Record excerpts:

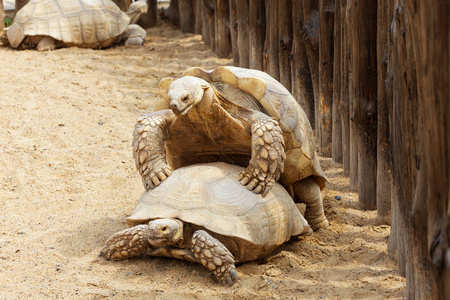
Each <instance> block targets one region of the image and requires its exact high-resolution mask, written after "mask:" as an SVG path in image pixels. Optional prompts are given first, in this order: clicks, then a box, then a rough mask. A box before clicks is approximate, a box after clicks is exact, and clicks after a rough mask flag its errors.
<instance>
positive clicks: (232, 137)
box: [133, 67, 328, 230]
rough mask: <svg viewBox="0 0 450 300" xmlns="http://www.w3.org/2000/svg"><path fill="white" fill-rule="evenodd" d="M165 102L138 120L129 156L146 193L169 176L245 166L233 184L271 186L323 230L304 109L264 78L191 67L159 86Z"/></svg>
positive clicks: (259, 185)
mask: <svg viewBox="0 0 450 300" xmlns="http://www.w3.org/2000/svg"><path fill="white" fill-rule="evenodd" d="M160 91H161V95H162V96H163V99H160V100H159V102H157V103H156V106H155V112H153V113H150V114H147V115H143V116H141V117H140V118H139V119H138V122H137V124H136V127H135V130H134V139H133V153H134V157H135V161H136V167H137V168H138V170H139V172H140V174H141V176H142V180H143V183H144V186H145V188H146V190H149V189H152V188H153V187H155V186H158V185H159V183H160V182H161V181H163V180H165V178H166V177H167V176H169V175H170V172H171V170H173V169H177V168H179V167H183V166H187V165H190V164H194V163H204V162H213V161H223V162H227V163H231V164H237V165H240V166H245V167H247V168H246V169H245V170H244V171H243V172H242V173H241V175H240V177H239V180H240V182H241V183H242V184H243V185H246V186H247V188H248V189H249V190H252V191H253V192H255V193H263V195H264V194H265V193H267V191H268V190H269V189H270V187H271V186H272V185H273V183H274V182H275V181H277V180H279V181H280V183H281V184H282V185H283V186H284V187H285V188H286V189H287V190H288V192H289V193H290V194H291V195H292V196H293V198H294V200H295V201H296V202H303V203H305V204H306V205H307V210H306V215H305V217H306V219H307V220H308V222H309V224H310V225H311V227H312V228H313V229H314V230H316V229H318V228H323V227H326V226H328V221H327V219H326V217H325V215H324V211H323V203H322V198H321V195H320V190H321V189H323V187H324V186H325V182H326V180H327V179H326V177H325V174H324V173H323V171H322V168H321V167H320V164H319V160H318V157H317V154H316V151H315V142H314V135H313V132H312V129H311V125H310V123H309V121H308V118H307V116H306V114H305V112H304V111H303V109H302V108H301V107H300V106H299V105H298V103H297V102H296V100H295V99H294V97H293V96H292V95H291V94H290V93H289V92H288V91H287V90H286V88H284V87H283V85H282V84H280V83H279V82H278V81H276V80H275V79H273V78H272V77H270V76H269V75H267V74H266V73H264V72H261V71H257V70H251V69H244V68H237V67H218V68H216V69H214V70H211V71H206V70H203V69H201V68H190V69H188V70H187V71H185V72H184V74H183V76H182V77H181V78H179V79H174V78H165V79H163V80H161V82H160Z"/></svg>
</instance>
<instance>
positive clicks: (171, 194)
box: [127, 163, 307, 247]
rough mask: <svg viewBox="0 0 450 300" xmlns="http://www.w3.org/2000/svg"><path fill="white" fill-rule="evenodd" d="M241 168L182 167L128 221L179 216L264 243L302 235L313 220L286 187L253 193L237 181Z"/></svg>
mask: <svg viewBox="0 0 450 300" xmlns="http://www.w3.org/2000/svg"><path fill="white" fill-rule="evenodd" d="M241 170H242V167H238V166H234V165H228V164H225V163H211V164H199V165H191V166H188V167H184V168H180V169H177V170H175V171H174V172H173V173H172V175H171V176H169V177H168V178H167V179H166V180H165V181H164V182H163V183H162V184H161V185H160V186H159V187H157V188H155V189H153V190H151V191H149V192H146V193H144V194H143V195H142V197H141V198H140V199H139V201H138V203H137V205H136V207H135V209H134V211H133V213H132V215H131V216H130V217H129V218H128V219H127V223H128V224H129V225H137V224H139V223H142V222H143V221H148V220H151V219H158V218H178V219H180V220H182V221H184V222H187V223H192V224H195V225H197V226H203V227H204V228H206V229H207V230H210V231H212V232H215V233H218V234H222V235H225V236H231V237H238V238H241V239H244V240H246V241H249V242H251V243H253V244H255V245H260V246H261V247H265V246H267V245H270V246H274V245H280V244H282V243H284V242H286V241H287V240H289V239H290V237H291V236H293V235H299V234H301V233H302V232H303V230H304V226H306V224H307V222H306V221H305V220H304V218H303V217H302V216H301V215H300V213H299V212H298V210H297V209H296V207H295V204H294V202H293V201H292V198H291V197H290V196H289V194H288V193H287V192H286V190H285V189H284V188H283V187H282V186H281V185H279V184H275V185H274V187H273V189H272V190H271V191H270V192H269V194H267V195H266V196H265V197H262V196H260V195H256V194H254V193H251V192H249V191H248V190H247V189H246V188H245V187H244V186H242V185H241V184H240V183H239V181H238V180H237V177H238V174H239V172H240V171H241Z"/></svg>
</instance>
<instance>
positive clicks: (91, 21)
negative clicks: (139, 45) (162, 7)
mask: <svg viewBox="0 0 450 300" xmlns="http://www.w3.org/2000/svg"><path fill="white" fill-rule="evenodd" d="M147 8H148V6H147V3H146V2H145V1H137V2H133V3H132V4H131V5H130V8H129V9H128V11H127V12H126V13H124V12H123V11H121V10H120V9H119V7H118V6H117V5H116V4H115V3H114V2H112V1H111V0H31V1H30V2H29V3H27V4H26V5H25V6H24V7H22V8H21V9H20V10H19V11H18V12H17V14H16V16H15V18H14V22H13V24H12V25H11V26H10V27H8V28H6V29H5V30H6V35H3V36H2V39H1V41H2V43H3V45H10V46H11V47H13V48H19V49H30V48H36V49H37V50H38V51H45V50H54V49H56V48H61V47H71V46H77V47H82V48H92V49H98V48H106V47H108V46H110V45H113V44H118V43H124V44H125V45H142V44H143V42H144V39H145V36H146V31H145V30H144V29H143V28H141V27H140V26H138V25H136V24H134V23H136V22H137V21H138V19H139V17H140V16H141V15H142V14H145V13H146V12H147Z"/></svg>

Exercise instructions:
Reproduce the items above with each "positive clicks" replaced by "foreground clicks" and nothing else changed. Omit the pictures.

Answer section:
Each <instance> block targets one region of the image and requires its exact high-resolution mask, written after "mask:" as an SVG path in image pixels. Optional prompts are given first, in this order: clicks, then a box, then a rough mask. A box before clicks is approximate, a box after clicks is exact, and clicks after a rough mask flag its errors.
<instance>
foreground clicks: (232, 137)
box: [133, 67, 328, 230]
rough mask: <svg viewBox="0 0 450 300" xmlns="http://www.w3.org/2000/svg"><path fill="white" fill-rule="evenodd" d="M165 102L138 120L129 156L146 193L169 176L245 166L233 184L271 186L323 230L304 109L264 78L191 67L159 86Z"/></svg>
foreground clicks: (259, 185)
mask: <svg viewBox="0 0 450 300" xmlns="http://www.w3.org/2000/svg"><path fill="white" fill-rule="evenodd" d="M160 91H161V95H162V96H163V99H160V100H159V102H157V103H156V106H155V112H153V113H150V114H147V115H143V116H141V117H140V118H139V119H138V122H137V124H136V127H135V130H134V139H133V153H134V157H135V161H136V167H137V168H138V170H139V172H140V174H141V176H142V180H143V183H144V186H145V188H146V190H149V189H152V188H153V187H155V186H158V185H159V183H160V182H161V181H163V180H165V178H166V177H167V176H169V175H170V172H171V170H173V169H177V168H179V167H183V166H187V165H190V164H194V163H204V162H213V161H223V162H227V163H231V164H237V165H240V166H245V167H247V168H246V169H245V170H244V171H243V172H242V173H241V175H240V177H239V180H240V182H241V183H242V184H243V185H246V186H247V188H248V189H249V190H252V191H253V192H255V193H263V195H264V194H265V193H267V191H268V190H269V189H270V187H271V186H272V185H273V183H274V182H275V181H277V180H279V181H280V183H281V184H282V185H283V186H284V187H285V188H286V189H287V190H288V192H289V193H290V194H291V195H292V196H293V198H294V200H295V201H296V202H303V203H305V204H306V205H307V210H306V215H305V217H306V219H307V220H308V222H309V224H310V225H311V227H312V228H313V229H314V230H316V229H318V228H323V227H326V226H328V221H327V219H326V217H325V215H324V211H323V203H322V198H321V195H320V190H321V189H323V187H324V186H325V182H326V180H327V179H326V177H325V174H324V173H323V171H322V168H321V167H320V164H319V160H318V157H317V154H316V151H315V142H314V135H313V132H312V129H311V125H310V123H309V121H308V118H307V116H306V114H305V112H304V111H303V109H302V108H301V107H300V106H299V105H298V103H297V102H296V100H295V99H294V97H293V96H292V95H291V94H290V93H289V92H288V91H287V90H286V88H284V87H283V85H282V84H280V83H279V82H278V81H276V80H275V79H273V78H272V77H270V76H269V75H267V74H266V73H264V72H261V71H257V70H251V69H244V68H237V67H218V68H216V69H214V70H211V71H206V70H203V69H201V68H190V69H188V70H187V71H185V72H184V74H183V76H182V77H181V78H179V79H174V78H165V79H163V80H161V82H160Z"/></svg>
</instance>
<instance>
foreground clicks: (171, 194)
box: [127, 163, 307, 247]
rough mask: <svg viewBox="0 0 450 300" xmlns="http://www.w3.org/2000/svg"><path fill="white" fill-rule="evenodd" d="M241 168L182 167L128 221L179 216L264 243L302 235L313 220L286 187L253 193L237 181Z"/></svg>
mask: <svg viewBox="0 0 450 300" xmlns="http://www.w3.org/2000/svg"><path fill="white" fill-rule="evenodd" d="M241 170H242V167H238V166H234V165H228V164H225V163H211V164H199V165H191V166H188V167H184V168H180V169H177V170H175V171H174V172H173V173H172V175H171V176H169V177H168V178H167V179H166V180H165V181H164V182H163V183H162V184H161V185H160V186H159V187H157V188H155V189H153V190H151V191H149V192H146V193H144V194H143V195H142V197H141V198H140V199H139V201H138V203H137V205H136V207H135V209H134V211H133V213H132V215H131V216H130V217H129V218H128V219H127V223H128V224H129V225H137V224H139V223H142V222H143V221H148V220H151V219H158V218H178V219H180V220H182V221H184V222H187V223H192V224H195V225H197V226H203V227H204V228H206V229H207V230H210V231H212V232H215V233H218V234H222V235H225V236H231V237H238V238H241V239H244V240H246V241H249V242H251V243H253V244H255V245H260V246H261V247H265V246H267V245H270V246H274V245H280V244H282V243H284V242H286V241H287V240H289V239H290V237H291V236H293V235H299V234H301V233H302V232H303V230H304V226H306V224H307V222H306V221H305V220H304V218H303V217H302V216H301V215H300V213H299V212H298V210H297V209H296V207H295V204H294V202H293V201H292V198H291V197H290V196H289V194H288V193H287V192H286V190H285V189H284V188H283V187H282V186H281V185H279V184H275V185H274V187H273V189H272V190H271V191H270V192H269V194H267V195H266V196H265V197H262V196H260V195H256V194H254V193H251V192H249V191H248V190H247V189H246V188H245V187H244V186H242V185H241V184H240V183H239V181H238V180H237V177H238V174H239V172H240V171H241Z"/></svg>
</instance>
<instance>
foreground clicks: (91, 21)
negative clicks: (139, 45) (162, 7)
mask: <svg viewBox="0 0 450 300" xmlns="http://www.w3.org/2000/svg"><path fill="white" fill-rule="evenodd" d="M147 8H148V6H147V3H146V2H145V1H137V2H133V3H132V4H131V5H130V8H129V9H128V11H127V12H126V13H124V12H123V11H121V10H120V9H119V7H118V6H117V5H116V4H115V3H114V2H112V1H111V0H31V1H30V2H29V3H27V4H26V5H25V6H24V7H22V8H21V9H20V10H19V11H18V12H17V14H16V16H15V18H14V22H13V24H12V25H11V26H10V27H8V28H6V29H5V30H6V35H3V36H2V39H1V41H2V43H3V45H10V46H11V47H13V48H19V49H30V48H36V49H37V50H38V51H45V50H54V49H56V48H61V47H71V46H77V47H82V48H92V49H98V48H106V47H108V46H110V45H113V44H118V43H124V44H125V45H142V44H143V42H144V39H145V36H146V31H145V30H144V29H143V28H141V27H140V26H138V25H136V24H134V23H136V22H137V21H138V19H139V17H140V16H141V15H142V14H145V13H146V12H147Z"/></svg>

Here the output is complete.